The DOL reported people filing for initial unemployment insurance benefits in the week ending on April 13th, 2013 was 352,000, a 4,000 increase from the previous week of 348,000. This is the wrong direction for weekly initial unemployment claims and indicates slow hiring once again.
The statistic to pay attention to is the four week moving average on initial unemployment claims. The four week moving average increased 2,750 to 361,250, and back to February 2013 levels after March's drop gave false hope the job market was improving. In the below graph we can the four week moving average is still at recession levels and seemingly staying there, now over five years. If anyone recalls, even before the Great Recession the job market was not so hot. The four week moving average, graphed below is set to a log scale, from April 1st, 2007.
Below is the mathematical log of initial weekly unemployment claims. A log helps remove some statistical noise, it's kind of an averaging and gives a better sense of a pattern. As we can see, we have a step rise during the height of the recession, but then a leveling, then a very slow decline, or fat tail. That fat tail has taken over five years to return to early recession levels, but initial claims are still not at pre-recession figures. Now initial claims are increasing again to boot.
As much as people wish it so, most government data is not complete and not real time. We have repeatedly warned, ad nauseum, do not bank on the initial claims number reported in the press release for that week. Initial claims for unemployment benefits is a weekly statistic and that implies a very short time window for data collection, it is always revised the next week, almost always upward. One can have unusual events which throw off the seasonal adjustment algorithm. One can have missed timing of events that can also throw a monkey wrench in one week's worth of data. As we pointed out in our weirdness in initial unemployment claims article, states might not report their quarterly adjustments for emergency unemployment benefits and we had the infamous fiscal cliff push past the final hour, which included extending those unemployment benefits for the long term unemployed.
Continuing unemployment claims for the previous week decreased, yet we still have large long term unemployed. The below continuing claims figure doesn't include those receiving extended and emergency unemployment benefits.
The advance number for seasonally adjusted insured unemployment during the week ending April 6 was 3,068,000, a decrease of 35,000 from the preceding week's revised level of 3,103,000. The 4-week moving average was 3,083,000, a decrease of 2,250 from the preceding week's revised average of 3,085,250.

----------

#### CHALLENGES:
a) What was the four week moving average of initial unemployment claims, according to the unemployment claims post?
b) From the unemployment claims post, list every week-over-week change it reports, giving each one's size, direction and the measure it applies to.

#### PROVIDED DATA:
----------

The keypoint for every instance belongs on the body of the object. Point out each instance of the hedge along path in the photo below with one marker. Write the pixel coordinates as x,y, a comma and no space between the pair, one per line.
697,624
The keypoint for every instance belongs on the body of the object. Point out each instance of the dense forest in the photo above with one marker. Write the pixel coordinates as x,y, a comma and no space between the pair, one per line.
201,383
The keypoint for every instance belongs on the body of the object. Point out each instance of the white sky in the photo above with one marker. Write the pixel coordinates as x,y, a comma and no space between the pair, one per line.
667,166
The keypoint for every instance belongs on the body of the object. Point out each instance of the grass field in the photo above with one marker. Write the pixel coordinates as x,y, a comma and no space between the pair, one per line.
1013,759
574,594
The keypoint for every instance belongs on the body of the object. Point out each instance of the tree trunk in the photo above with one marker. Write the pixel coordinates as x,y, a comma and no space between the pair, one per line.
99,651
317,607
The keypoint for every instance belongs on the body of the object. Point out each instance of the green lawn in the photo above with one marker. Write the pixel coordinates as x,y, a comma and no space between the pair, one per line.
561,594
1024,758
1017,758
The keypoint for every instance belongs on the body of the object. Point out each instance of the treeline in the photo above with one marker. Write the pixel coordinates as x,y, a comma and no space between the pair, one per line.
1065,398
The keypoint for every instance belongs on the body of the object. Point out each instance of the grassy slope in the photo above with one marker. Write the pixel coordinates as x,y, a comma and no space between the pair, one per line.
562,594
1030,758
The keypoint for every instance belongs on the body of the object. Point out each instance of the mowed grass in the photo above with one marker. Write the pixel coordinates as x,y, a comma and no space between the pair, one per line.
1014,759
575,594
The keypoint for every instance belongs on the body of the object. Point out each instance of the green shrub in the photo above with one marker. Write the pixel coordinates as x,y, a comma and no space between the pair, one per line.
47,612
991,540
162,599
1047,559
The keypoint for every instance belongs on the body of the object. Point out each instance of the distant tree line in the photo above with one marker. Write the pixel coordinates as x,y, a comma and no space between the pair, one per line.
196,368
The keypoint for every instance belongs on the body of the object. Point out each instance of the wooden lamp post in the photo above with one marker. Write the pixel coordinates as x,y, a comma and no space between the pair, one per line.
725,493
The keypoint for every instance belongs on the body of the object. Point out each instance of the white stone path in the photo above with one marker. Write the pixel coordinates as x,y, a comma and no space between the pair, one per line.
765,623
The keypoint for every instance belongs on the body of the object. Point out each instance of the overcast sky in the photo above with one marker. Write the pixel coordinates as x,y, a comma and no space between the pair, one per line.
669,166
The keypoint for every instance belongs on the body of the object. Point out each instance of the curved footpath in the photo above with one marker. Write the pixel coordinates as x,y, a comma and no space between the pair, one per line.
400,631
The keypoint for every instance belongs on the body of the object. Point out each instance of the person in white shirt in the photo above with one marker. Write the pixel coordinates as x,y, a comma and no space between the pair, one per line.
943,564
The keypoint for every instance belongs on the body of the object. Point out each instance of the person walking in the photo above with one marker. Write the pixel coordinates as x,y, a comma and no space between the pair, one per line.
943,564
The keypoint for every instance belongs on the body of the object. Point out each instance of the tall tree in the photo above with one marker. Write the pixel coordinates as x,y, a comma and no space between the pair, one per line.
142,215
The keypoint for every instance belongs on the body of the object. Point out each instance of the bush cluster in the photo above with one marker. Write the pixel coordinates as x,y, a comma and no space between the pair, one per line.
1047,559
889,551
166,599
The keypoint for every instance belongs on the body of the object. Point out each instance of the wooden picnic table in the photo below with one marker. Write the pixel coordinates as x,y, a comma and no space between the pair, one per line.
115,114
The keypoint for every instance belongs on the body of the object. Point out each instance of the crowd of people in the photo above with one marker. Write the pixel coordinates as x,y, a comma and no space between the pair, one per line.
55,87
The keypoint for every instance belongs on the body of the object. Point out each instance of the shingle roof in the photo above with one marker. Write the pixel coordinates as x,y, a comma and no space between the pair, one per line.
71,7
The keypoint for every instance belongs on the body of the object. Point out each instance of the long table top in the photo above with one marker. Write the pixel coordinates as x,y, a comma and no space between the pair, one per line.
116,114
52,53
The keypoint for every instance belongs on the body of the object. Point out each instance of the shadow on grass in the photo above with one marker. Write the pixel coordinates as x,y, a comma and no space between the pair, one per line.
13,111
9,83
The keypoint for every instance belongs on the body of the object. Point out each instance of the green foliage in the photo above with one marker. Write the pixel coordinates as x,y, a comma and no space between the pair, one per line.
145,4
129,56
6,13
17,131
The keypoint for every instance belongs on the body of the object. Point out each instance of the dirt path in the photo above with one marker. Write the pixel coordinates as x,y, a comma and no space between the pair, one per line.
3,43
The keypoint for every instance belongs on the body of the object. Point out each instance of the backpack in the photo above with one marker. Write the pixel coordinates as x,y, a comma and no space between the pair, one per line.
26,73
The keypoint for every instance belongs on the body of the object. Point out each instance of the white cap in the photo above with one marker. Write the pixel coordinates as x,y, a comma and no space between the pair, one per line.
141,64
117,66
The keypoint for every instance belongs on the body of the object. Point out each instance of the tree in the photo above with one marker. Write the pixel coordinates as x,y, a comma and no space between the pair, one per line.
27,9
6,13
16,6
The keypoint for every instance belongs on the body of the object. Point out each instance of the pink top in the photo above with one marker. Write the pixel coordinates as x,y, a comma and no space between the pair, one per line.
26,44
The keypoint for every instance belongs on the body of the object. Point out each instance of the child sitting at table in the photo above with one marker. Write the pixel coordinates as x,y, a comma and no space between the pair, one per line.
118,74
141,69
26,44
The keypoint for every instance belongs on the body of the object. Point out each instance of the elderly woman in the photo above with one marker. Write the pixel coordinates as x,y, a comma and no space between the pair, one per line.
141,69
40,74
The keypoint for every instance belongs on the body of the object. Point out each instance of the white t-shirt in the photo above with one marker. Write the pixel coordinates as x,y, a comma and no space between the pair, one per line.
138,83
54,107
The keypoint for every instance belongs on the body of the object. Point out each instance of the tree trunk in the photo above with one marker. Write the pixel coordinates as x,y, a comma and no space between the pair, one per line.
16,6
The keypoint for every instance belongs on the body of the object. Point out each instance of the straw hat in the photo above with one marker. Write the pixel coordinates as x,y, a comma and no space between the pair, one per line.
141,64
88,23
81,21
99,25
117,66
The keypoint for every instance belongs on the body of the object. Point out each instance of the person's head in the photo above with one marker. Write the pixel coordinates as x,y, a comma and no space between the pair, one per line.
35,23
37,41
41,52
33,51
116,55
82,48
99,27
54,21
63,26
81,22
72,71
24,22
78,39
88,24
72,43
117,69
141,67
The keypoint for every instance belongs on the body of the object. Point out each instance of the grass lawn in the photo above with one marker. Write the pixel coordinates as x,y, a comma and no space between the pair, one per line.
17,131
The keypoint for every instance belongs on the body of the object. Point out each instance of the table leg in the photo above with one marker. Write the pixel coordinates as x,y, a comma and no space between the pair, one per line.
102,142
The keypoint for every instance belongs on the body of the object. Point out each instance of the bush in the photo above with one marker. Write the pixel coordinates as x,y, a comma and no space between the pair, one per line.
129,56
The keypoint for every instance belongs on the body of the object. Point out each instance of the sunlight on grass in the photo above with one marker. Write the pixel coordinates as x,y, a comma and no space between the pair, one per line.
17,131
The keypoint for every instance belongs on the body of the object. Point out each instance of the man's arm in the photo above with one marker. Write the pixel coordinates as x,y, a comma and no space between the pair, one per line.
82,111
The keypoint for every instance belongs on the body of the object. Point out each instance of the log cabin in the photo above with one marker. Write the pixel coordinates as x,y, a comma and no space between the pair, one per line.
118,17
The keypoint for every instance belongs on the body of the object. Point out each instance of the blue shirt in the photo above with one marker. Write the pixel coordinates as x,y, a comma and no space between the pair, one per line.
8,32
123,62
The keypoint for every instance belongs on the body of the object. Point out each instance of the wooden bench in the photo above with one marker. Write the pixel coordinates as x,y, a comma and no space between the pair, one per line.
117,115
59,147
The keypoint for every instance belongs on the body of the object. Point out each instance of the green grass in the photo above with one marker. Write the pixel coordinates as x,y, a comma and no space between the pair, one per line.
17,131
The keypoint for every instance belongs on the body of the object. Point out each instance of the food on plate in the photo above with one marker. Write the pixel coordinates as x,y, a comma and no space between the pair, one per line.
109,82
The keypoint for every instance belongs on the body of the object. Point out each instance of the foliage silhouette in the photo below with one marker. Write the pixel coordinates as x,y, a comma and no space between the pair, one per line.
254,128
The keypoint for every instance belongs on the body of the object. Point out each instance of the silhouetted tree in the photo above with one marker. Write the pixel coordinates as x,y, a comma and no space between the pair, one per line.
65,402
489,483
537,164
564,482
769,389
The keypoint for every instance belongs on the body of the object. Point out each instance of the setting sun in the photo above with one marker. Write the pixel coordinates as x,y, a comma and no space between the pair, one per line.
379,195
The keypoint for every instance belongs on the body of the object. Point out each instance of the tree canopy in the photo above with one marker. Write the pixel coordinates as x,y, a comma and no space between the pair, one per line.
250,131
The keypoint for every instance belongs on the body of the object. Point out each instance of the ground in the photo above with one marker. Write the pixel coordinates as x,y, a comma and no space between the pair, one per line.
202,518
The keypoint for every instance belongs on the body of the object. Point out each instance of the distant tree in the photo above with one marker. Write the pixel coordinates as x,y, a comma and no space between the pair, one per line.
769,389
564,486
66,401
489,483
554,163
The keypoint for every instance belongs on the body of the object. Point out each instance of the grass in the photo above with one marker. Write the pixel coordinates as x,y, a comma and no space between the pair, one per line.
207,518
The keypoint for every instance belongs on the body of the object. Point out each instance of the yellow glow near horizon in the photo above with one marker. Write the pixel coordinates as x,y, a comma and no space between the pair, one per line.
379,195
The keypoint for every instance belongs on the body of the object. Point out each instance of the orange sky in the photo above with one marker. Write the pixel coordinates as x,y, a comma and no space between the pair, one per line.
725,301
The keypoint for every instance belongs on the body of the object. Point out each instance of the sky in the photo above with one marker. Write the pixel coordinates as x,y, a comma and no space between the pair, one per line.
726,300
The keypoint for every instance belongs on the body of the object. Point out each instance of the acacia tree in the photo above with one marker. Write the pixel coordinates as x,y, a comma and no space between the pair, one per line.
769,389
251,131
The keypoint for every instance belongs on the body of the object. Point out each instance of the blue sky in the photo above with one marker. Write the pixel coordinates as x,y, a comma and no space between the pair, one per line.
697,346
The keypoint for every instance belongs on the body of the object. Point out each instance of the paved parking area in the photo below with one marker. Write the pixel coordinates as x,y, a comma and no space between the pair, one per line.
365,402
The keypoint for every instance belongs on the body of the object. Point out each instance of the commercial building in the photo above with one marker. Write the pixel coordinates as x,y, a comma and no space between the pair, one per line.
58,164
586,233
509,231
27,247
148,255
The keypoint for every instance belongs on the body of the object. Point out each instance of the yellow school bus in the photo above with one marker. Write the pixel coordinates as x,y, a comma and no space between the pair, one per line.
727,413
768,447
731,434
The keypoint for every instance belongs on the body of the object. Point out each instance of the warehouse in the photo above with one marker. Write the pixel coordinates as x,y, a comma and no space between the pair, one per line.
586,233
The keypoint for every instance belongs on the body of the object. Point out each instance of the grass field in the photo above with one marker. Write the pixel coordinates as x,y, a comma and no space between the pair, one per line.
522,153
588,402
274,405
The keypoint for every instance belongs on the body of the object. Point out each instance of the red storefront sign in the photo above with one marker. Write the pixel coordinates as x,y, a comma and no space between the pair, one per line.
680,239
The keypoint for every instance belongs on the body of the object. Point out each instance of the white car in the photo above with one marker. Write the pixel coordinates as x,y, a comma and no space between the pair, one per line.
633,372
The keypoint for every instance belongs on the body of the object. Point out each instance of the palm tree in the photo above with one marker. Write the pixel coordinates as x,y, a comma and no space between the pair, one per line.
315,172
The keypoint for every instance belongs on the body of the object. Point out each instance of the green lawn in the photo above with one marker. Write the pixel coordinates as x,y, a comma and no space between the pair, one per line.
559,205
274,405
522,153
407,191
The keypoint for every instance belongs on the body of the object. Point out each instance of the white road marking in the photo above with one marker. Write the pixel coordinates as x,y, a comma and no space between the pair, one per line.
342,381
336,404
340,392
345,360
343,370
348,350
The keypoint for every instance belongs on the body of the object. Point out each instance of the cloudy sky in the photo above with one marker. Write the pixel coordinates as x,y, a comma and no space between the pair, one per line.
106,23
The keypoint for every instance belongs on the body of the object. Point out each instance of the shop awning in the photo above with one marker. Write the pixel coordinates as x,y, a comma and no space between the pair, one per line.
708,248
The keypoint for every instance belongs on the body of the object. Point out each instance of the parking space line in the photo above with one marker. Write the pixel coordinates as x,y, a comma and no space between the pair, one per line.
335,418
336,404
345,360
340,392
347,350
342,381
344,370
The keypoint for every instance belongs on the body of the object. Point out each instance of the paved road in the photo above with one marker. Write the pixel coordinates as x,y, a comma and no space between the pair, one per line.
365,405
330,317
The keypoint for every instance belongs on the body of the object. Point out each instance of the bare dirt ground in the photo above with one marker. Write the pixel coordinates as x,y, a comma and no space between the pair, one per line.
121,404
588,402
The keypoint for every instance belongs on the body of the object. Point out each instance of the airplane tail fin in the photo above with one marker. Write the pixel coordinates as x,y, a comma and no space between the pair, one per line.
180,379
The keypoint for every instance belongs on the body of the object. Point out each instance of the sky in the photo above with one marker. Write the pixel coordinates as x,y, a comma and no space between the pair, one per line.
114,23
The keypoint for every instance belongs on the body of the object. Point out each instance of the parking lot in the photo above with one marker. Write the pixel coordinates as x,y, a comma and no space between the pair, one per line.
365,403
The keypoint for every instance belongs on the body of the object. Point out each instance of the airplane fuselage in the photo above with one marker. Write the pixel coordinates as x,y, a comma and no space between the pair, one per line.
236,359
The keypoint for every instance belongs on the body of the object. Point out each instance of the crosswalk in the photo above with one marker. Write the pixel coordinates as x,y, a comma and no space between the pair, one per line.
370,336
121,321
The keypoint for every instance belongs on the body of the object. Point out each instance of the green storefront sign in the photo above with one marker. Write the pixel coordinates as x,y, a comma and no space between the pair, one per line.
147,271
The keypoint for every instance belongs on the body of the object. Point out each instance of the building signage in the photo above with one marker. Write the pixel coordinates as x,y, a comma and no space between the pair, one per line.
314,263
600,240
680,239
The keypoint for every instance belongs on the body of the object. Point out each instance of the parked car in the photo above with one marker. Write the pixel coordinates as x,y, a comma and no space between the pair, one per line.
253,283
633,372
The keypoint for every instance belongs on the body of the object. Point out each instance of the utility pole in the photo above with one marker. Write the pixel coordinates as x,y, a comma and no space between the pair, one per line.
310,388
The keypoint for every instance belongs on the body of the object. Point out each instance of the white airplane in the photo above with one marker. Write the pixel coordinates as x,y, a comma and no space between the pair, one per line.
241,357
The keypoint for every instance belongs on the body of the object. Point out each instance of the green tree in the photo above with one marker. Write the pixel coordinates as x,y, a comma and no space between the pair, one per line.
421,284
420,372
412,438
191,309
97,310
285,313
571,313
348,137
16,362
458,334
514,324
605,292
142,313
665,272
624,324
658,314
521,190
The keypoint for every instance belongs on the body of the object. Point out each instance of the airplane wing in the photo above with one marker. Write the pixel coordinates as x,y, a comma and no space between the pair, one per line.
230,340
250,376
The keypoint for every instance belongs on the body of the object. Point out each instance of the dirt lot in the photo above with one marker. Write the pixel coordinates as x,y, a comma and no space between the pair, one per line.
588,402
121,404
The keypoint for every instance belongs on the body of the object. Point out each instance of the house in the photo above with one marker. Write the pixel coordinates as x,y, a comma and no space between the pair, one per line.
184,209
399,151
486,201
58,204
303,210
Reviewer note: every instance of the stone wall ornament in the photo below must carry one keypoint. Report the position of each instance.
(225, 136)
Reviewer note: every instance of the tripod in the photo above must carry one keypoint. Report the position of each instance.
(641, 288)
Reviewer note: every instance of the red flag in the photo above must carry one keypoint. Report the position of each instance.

----------

#### EXERCISE SOLUTIONS:
a) 361,250, up 2,750.

b)
- Initial unemployment claims: up 4,000 (from 348,000 to 352,000)
- Four week moving average of initial claims: up 2,750 (to 361,250)
- Seasonally adjusted insured unemployment: down 35,000 (from 3,103,000 to 3,068,000)
- 4-week moving average of insured unemployment: down 2,250 (from 3,085,250 to 3,083,000)